Richter (Rihter) ölçeği ya da yerel magnitüd ölçeği, sismoloji'de kullanılan, dünya genelinde meydana gelen depremlerin aletsel büyüklüklerini ve sarsıntı oranını belirleyen ve sınıflara ayıran uluslararası ölçüm birimidir.
Günümüzde Richter Ölçeği'nin geliştirilmiş bir versiyonu olan Yerel Büyüklük Ölçeği kullanılır (hatta bu nedenle haritalarda ML, yani "Local Magnitude", "Yerel Büyüklük" kısaltması kullanılır); ancak yine de çoğu kişi bunu "Richter Ölçeği" olarak bilir.
Sismologlar arasında kullanışsız olması nedeniyle Moment Büyüklük Ölçeği (MW) gibi diğer ölçekler daha sık kullanılsa da depremler söz konusu olduğunda Richter Ölçeği bir vazgeçilmezdir. Büyüklüğü 8'den fazla olan depremler Richter ölçeği ile ölçülemez.

Alıştırma Bölümleri >>
1 - Richter ölçeği metnini iki cümleyle özetleyin.
2 - Richter ölçeği metnine göre şu soruları yanıtlayın:
(a) Haritalarda Yerel Büyüklük için hangi kısaltma kullanılır?
(b) Sismologlar arasında daha sık kullanılan ölçeklere örnek olarak hangisi verilir?
(c) Büyüklüğü kaçtan fazla olan depremler Richter ölçeğiyle ölçülemez?
3 - Richter ölçeği metnini kaldığı yerden sürdürün.
Liste, metinden ayrı bir malzemedir.

Kayıtlı veri girdileri >>
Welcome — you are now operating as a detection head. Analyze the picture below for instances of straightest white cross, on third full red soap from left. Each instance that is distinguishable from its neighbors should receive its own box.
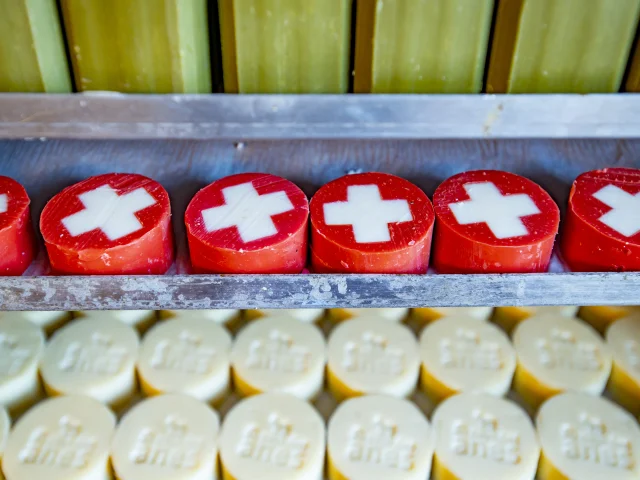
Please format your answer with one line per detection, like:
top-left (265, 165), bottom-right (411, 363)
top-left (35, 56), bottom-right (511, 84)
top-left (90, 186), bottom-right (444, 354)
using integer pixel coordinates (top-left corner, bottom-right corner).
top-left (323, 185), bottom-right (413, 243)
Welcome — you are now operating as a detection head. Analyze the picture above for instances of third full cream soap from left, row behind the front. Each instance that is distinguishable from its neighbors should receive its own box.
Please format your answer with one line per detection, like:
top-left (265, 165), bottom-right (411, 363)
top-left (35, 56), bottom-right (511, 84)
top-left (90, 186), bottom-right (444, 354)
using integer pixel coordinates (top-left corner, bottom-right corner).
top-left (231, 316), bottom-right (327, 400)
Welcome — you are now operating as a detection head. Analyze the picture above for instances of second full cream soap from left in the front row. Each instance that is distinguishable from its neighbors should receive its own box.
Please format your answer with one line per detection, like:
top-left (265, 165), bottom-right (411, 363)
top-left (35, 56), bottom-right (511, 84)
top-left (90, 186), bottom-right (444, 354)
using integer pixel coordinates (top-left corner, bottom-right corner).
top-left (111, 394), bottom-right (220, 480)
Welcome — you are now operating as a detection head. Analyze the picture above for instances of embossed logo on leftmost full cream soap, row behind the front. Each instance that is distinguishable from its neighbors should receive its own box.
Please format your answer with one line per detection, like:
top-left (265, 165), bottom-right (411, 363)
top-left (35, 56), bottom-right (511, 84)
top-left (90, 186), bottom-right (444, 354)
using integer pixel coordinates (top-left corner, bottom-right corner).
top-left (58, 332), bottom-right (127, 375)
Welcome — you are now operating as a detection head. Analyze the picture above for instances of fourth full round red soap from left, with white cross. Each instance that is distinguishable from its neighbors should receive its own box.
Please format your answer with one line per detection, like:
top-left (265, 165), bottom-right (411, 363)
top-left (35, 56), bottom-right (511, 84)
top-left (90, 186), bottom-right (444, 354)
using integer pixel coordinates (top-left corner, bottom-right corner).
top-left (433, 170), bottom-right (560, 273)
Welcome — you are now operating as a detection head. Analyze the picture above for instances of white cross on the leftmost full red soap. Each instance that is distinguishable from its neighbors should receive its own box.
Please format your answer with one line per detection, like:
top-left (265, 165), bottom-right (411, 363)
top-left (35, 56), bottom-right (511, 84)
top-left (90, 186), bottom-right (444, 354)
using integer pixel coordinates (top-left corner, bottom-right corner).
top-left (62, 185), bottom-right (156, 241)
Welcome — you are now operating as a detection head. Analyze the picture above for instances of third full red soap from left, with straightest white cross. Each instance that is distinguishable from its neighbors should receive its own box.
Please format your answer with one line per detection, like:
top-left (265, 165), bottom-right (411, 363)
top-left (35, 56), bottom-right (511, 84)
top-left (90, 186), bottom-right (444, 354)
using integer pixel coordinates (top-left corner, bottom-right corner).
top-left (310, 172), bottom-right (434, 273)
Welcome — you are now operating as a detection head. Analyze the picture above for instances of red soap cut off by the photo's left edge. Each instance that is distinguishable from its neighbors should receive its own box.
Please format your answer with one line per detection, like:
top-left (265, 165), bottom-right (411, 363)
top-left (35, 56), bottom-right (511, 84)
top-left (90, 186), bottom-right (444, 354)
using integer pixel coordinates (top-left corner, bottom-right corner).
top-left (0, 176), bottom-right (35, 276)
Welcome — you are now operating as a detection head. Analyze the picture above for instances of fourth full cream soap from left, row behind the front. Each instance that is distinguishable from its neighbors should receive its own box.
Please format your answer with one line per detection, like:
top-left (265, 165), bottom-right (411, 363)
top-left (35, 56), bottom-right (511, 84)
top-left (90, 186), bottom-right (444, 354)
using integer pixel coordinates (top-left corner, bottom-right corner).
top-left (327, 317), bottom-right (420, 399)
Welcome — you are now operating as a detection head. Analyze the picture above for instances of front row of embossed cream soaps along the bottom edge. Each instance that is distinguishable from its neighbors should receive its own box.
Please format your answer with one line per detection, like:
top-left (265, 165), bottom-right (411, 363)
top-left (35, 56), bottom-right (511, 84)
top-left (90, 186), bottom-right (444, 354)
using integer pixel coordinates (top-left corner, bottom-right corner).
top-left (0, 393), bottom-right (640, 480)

Alıştırma Sonuçları >>
1 - Richter ölçeği, depremlerin aletsel büyüklüklerini ve sarsıntı oranını belirleyip sınıflara ayıran uluslararası bir ölçüm birimidir. Günümüzde bunun geliştirilmiş hâli olan Yerel Büyüklük Ölçeği (ML) kullanılsa ve sismologlar Moment Büyüklük Ölçeği gibi ölçekleri daha sık tercih etse de çoğu kişi bunu Richter Ölçeği olarak bilir; büyüklüğü 8'den fazla olan depremler ise bu ölçekle ölçülemez.

2 -
(a) ML
(b) Moment Büyüklük Ölçeği (MW)
(c) 8

3 -
Bu ölçek, 1935 senesinde Charles Francis Richter ve Beno Gutenberg tarafından Kaliforniya Teknik Enstitüsünde (California Institute of Technology) tasarlanıp ilk olarak ML-ölçeği (yerel magnitüd İngilizce: Magnitude Local) olarak isimlendirilmiştir. Charles Francis Richter, ilk defa "bir aletsel deprem ölçeği" fikrini Kaliforniya´da meydana gelen depremlerde uyguladığı belirtilir.
Deprem büyüklük ölçeği yukarıya doğru sınırsız olsa da bir jeolojik levhanın jeolojik enerji potansiyelinin, bilim adamlarına göre, tahminen 9,5 büyüklüğünü geçemeyeceği düşünülür.
Depremin Büyüklüğü
Deprem sonrasında açıklanan 5.6, 4.2, 3.9 gibi rakamlar bize depremin büyüklüğünü verir. Magnitüd (büyüklük) depremin kaynağında açığa çıkan enerjinin bir ölçüsüdür.
Richter ölçeğine göre 6 büyüklüğündeki bir depremin 7 büyüklüğüne çıkması o depremin gerçek büyüklüğünün 10 katına çıkması anlamına gelir.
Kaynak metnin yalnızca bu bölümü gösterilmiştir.